Your task is to quote the material that follows, in full and exactly.

Entries from a pointing dataset:
|---|

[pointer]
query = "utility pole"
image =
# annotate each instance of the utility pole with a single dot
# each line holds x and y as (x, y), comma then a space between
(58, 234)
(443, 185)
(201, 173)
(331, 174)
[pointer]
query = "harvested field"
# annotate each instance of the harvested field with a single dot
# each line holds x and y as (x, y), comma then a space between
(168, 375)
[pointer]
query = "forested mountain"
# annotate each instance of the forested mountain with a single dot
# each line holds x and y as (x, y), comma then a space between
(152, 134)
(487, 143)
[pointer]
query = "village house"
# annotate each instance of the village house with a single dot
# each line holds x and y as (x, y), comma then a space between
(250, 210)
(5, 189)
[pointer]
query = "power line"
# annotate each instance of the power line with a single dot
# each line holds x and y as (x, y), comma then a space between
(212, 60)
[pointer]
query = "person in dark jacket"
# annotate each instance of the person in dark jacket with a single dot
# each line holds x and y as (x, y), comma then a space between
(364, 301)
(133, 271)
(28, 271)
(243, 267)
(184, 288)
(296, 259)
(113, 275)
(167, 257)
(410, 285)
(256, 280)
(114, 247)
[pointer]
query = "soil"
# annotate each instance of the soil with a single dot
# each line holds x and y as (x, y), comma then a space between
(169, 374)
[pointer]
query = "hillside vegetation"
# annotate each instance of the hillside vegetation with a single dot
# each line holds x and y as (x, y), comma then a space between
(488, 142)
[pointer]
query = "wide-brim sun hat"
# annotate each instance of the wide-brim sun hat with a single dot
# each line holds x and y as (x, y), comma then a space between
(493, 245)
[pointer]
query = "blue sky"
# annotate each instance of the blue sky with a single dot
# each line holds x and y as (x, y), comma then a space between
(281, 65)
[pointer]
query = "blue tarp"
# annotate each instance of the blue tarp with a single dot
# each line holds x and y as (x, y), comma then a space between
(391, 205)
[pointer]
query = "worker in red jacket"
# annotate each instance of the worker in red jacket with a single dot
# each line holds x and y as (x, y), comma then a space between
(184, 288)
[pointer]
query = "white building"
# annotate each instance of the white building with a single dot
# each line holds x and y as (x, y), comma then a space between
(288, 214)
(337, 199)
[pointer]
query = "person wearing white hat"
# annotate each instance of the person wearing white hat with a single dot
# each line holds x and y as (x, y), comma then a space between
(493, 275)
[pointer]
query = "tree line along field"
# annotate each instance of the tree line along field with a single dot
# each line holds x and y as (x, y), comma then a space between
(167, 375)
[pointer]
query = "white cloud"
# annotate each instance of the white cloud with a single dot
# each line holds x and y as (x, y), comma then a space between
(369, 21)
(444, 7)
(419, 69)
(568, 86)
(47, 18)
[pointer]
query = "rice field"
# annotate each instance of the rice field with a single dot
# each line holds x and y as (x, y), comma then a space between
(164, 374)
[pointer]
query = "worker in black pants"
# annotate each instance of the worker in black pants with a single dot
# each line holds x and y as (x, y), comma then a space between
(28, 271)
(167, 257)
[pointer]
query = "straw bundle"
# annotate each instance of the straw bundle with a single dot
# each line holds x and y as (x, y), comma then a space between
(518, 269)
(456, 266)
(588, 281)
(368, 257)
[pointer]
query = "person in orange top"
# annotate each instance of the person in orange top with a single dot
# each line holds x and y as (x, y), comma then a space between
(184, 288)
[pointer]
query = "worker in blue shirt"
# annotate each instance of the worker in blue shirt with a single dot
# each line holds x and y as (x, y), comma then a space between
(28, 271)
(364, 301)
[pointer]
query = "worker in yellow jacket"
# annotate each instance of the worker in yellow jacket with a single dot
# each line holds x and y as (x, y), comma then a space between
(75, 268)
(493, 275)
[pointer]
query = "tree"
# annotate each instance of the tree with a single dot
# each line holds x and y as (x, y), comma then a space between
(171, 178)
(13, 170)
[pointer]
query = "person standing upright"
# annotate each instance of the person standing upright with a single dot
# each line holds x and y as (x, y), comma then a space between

|---|

**Solution to this task**:
[pointer]
query = "utility pole"
image =
# annotate each instance of the utility pole with a single dot
# each line holds x and y as (x, y), comma then a space between
(58, 234)
(443, 185)
(201, 173)
(331, 174)
[pointer]
query = "harvested field"
# annotate each instance of the harvested field with a single dot
# each line holds x and y as (x, y), comma then a space between
(168, 375)
[pointer]
query = "forested mountain"
# annotate each instance of the forested mountain with a single dot
# each line holds x and y as (x, y), comma then a space between
(152, 134)
(487, 143)
[pointer]
query = "village house"
# annotate each instance of the village house with a single dot
# each line holds x and y as (x, y), comma then a space between
(250, 210)
(5, 189)
[pointer]
query = "power line"
# annotate each instance of the power line with a single dot
# each line holds x and y as (x, y), comma then a space between
(212, 60)
[pointer]
query = "person in dark jacket"
# annotate each instance of the person in dark jacket with a single dot
# each line holds x and y as (x, y), comma then a space between
(364, 301)
(133, 271)
(28, 271)
(243, 267)
(184, 288)
(296, 259)
(113, 275)
(167, 257)
(410, 285)
(256, 280)
(114, 247)
[pointer]
query = "soil"
# annotate each instance of the soil with a single dot
# each line holds x and y as (x, y), comma then a space between
(169, 374)
[pointer]
query = "hillside vegetation"
# annotate each instance of the hillside vegetation with a single dot
# each line holds x and y as (x, y), comma then a space between
(488, 142)
[pointer]
query = "wide-brim sun hat"
# annotate each instance of the wide-brim sun hat with a single dot
# each line holds x and y as (x, y), comma then a space between
(493, 245)
[pointer]
query = "blue sky"
# annotate each instance of the blue sky with a single dot
# each line holds x and y as (x, y), comma then a space between
(281, 65)
[pointer]
query = "blue tarp"
# annotate each instance of the blue tarp with a single dot
# each line holds x and y as (x, y), comma then a space between
(391, 205)
[pointer]
query = "worker in red jacket"
# annotate each instance of the worker in red jacket with a single dot
# each line holds x and y as (x, y), comma then a space between
(184, 288)
[pointer]
query = "white building"
# annotate each instance of the white building with a single dot
# each line holds x and y as (x, y), comma then a space between
(288, 214)
(337, 199)
[pointer]
query = "person wearing white hat"
# annotate each instance of the person wearing white hat with a single dot
# each line holds x and y as (x, y), comma then a space between
(493, 275)
[pointer]
query = "tree line along field"
# annotate each instance of the tree line along field with a single dot
# each line holds x and y as (x, y), comma then a space between
(167, 375)
[pointer]
query = "white cloud"
# annotate each instance of the white cloud with a single dot
# each line holds x and y as (x, y), comma then a space between
(369, 21)
(444, 7)
(419, 69)
(568, 86)
(47, 18)
[pointer]
query = "rice field"
# annotate each instance of the rice field with a single dot
# each line holds x and y as (x, y), comma then a space between
(164, 374)
[pointer]
query = "worker in black pants"
# annotate each instance of the worker in black pants with a single dot
# each line holds x and y as (x, y), comma then a space between
(28, 271)
(167, 257)
[pointer]
query = "straw bundle"
# annotate each instance of the straw bundle with a single dot
# each line holds x and y as (x, y), comma then a space between
(518, 269)
(456, 266)
(588, 281)
(368, 257)
[pointer]
query = "person in orange top"
# annotate each instance of the person in orange top with a single dot
# each line holds x and y as (x, y), comma then a space between
(184, 288)
[pointer]
query = "worker in blue shirt"
# annotate each instance of the worker in blue shirt with a single dot
# each line holds x and y as (x, y), comma then a space between
(28, 271)
(364, 301)
[pointer]
query = "worker in yellow jacket"
# annotate each instance of the worker in yellow jacket with a single dot
# each line holds x and y as (x, y), comma then a space between
(75, 268)
(493, 275)
[pointer]
query = "tree"
# annotate each instance of the tree with a single dot
# each line holds x and y as (x, y), comma then a space between
(171, 178)
(13, 170)
[pointer]
query = "person standing upright"
# annotate each instance of the person standing upright with a single dot
# each line holds x and y as (x, y), comma then a space between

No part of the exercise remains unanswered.